- [TEXTE ÉTUDIÉ]
****************************************
Rappelons que les accoucheurs comme Mauriceau avaient tiré leur art de 3 mois de pratique dans cet établissement.
Ainsi, même si la Maternité est placée sous l'autorité de Baudelocque, n'oublions pas que le code administratif de 1824 stipule à l'article 3008 que la maîtresse sage-femme à l'Hospice de la Maternité sera chargée du service ordinaire des accouchements. Dans tous les cas graves, elle appellera le chirurgien en chef et s'aidera de ses lumières, ce dernier décidera des cas dans lesquels il devra agir lui-même pour terminer l'accouchement. Comme le souligne Paul Delaunay : " L'emploi du perce-crane ou du forceps n'était même pas interdit à la sage-femme, on sait que Mme Lachapelle a tracé les règles des divers modes d'application des cuillères et que Baudelocque et Dubois ne dédaignaient pas de la faire opérer sous leurs yeux ".
La Maternité de Paris -Librairie médicale et scientifique Jules Rousset - Paris 1909 - pages 351-352.
****************************************
[Éléments issus d'une source de données]
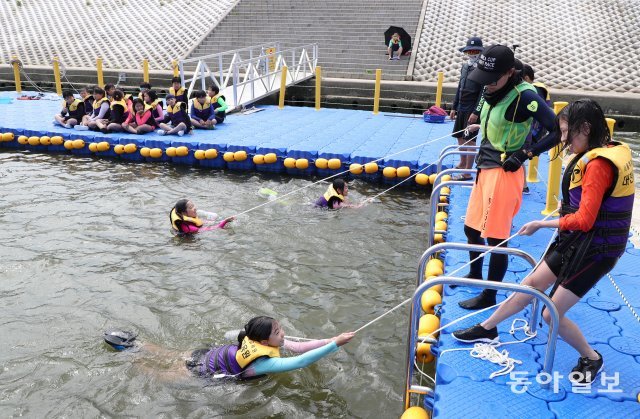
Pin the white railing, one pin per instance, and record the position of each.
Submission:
(249, 74)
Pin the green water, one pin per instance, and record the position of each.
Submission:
(85, 246)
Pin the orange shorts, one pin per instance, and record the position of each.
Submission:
(495, 199)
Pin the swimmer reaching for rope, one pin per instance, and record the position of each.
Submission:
(184, 219)
(256, 353)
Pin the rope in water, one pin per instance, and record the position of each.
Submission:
(343, 172)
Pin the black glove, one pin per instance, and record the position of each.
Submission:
(514, 161)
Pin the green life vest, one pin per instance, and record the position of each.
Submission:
(505, 135)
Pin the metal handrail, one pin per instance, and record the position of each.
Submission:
(451, 171)
(416, 310)
(451, 153)
(458, 146)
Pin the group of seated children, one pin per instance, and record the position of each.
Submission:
(111, 110)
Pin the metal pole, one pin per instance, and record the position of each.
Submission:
(376, 92)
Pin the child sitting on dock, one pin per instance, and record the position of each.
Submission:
(177, 115)
(335, 196)
(217, 103)
(178, 91)
(140, 121)
(202, 115)
(72, 111)
(185, 220)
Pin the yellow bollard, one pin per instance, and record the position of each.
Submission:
(283, 86)
(176, 69)
(100, 75)
(555, 171)
(611, 123)
(56, 76)
(532, 174)
(318, 82)
(439, 88)
(376, 92)
(145, 70)
(16, 73)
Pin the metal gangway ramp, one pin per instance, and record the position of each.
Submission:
(249, 74)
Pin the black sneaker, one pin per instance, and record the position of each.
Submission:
(483, 300)
(476, 333)
(587, 370)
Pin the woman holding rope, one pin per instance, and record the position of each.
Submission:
(597, 201)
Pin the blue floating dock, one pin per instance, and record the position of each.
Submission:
(300, 133)
(463, 387)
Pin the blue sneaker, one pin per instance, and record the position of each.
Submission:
(120, 339)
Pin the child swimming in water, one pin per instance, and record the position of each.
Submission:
(335, 195)
(184, 219)
(256, 353)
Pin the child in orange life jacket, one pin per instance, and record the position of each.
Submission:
(140, 121)
(177, 115)
(218, 104)
(150, 98)
(72, 111)
(202, 115)
(119, 112)
(185, 220)
(178, 91)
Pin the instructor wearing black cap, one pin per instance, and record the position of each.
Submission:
(506, 114)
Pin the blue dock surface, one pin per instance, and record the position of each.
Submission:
(295, 132)
(463, 387)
****************************************
- [EXERCICE A]
Reproduisez à l'identique le passage du texte sur la Maternité de Paris qui commence par « Ainsi, même si » et se poursuit jusqu'à « - pages 351-352. ».
- [EXERCICE B]
Reprenez le texte sur la Maternité de Paris au point où il s'interrompt et poursuivez-en la rédaction.

- [RÉPONSE A]
Ainsi, même si la Maternité est placée sous l'autorité de Baudelocque, n'oublions pas que le code administratif de 1824 stipule à l'article 3008 que la maîtresse sage-femme à l'Hospice de la Maternité sera chargée du service ordinaire des accouchements. Dans tous les cas graves, elle appellera le chirurgien en chef et s'aidera de ses lumières, ce dernier décidera des cas dans lesquels il devra agir lui-même pour terminer l'accouchement. Comme le souligne Paul Delaunay : " L'emploi du perce-crane ou du forceps n'était même pas interdit à la sage-femme, on sait que Mme Lachapelle a tracé les règles des divers modes d'application des cuillères et que Baudelocque et Dubois ne dédaignaient pas de la faire opérer sous leurs yeux ".
La Maternité de Paris -Librairie médicale et scientifique Jules Rousset - Paris 1909 - pages 351-352.

- [RÉPONSE B]
Ce ne fut d'ailleurs que le 30 novembre 1892 que la loi interdit aux sages-femmes l'usage des instruments. Encore en 1866, Le Fort note dans le bulletin de la Société Chirurgicale page 207 : " La sage-femme en chef, et c'est là ce qui a le droit de nous étonner vivement, est dans son service indépendante du chirurgien en chef. Ils ont passé en pratique que le chirurgien ne vient dans le service que lorsqu'il est appelé par elle ". Le chef de service à l'époque est Trélat qui a succédé à Paul Dubois. Rappelons aussi que Chaptal, dans le système centralisé de l'époque envisageait de former toutes les sages-femmes à la Maternité de Paris en y envoyant les sages-femmes de province...
Notons aussi, dans les nouveautés, qu'en Floréal an X, Le Camus prônait dans " la Décade philosophique ", un projet d'école mixte pour les élèves sages-femmes et les élèves accoucheurs, que la majorité des médecins accoucheurs trouvait séduisant ; ainsi la sélection aux examens d'entrée et de sortie fourniraient d'habiles disciples de Lucine à tous les départements de la République. Le projet fut abandonné devant la grande hostilité de Mme Lachapelle. ( La Maternité de Paris -Librairie médicale et scientifique Jules Rousset - Paris 1909 - pages 351-352. ). Ce simple fait prouve l'autorité incontestable qu'avaient ces maîtresses sages-femmes de l'époque sur l'obstétrique. Il fallut environ un siècle pour leur enlever leur pouvoir. (Mme Lachapelle, Pratique des accouchements ou mémoires et observations choisies, sur les points les plus importants de l'art, Paris 1821 Trois tomes)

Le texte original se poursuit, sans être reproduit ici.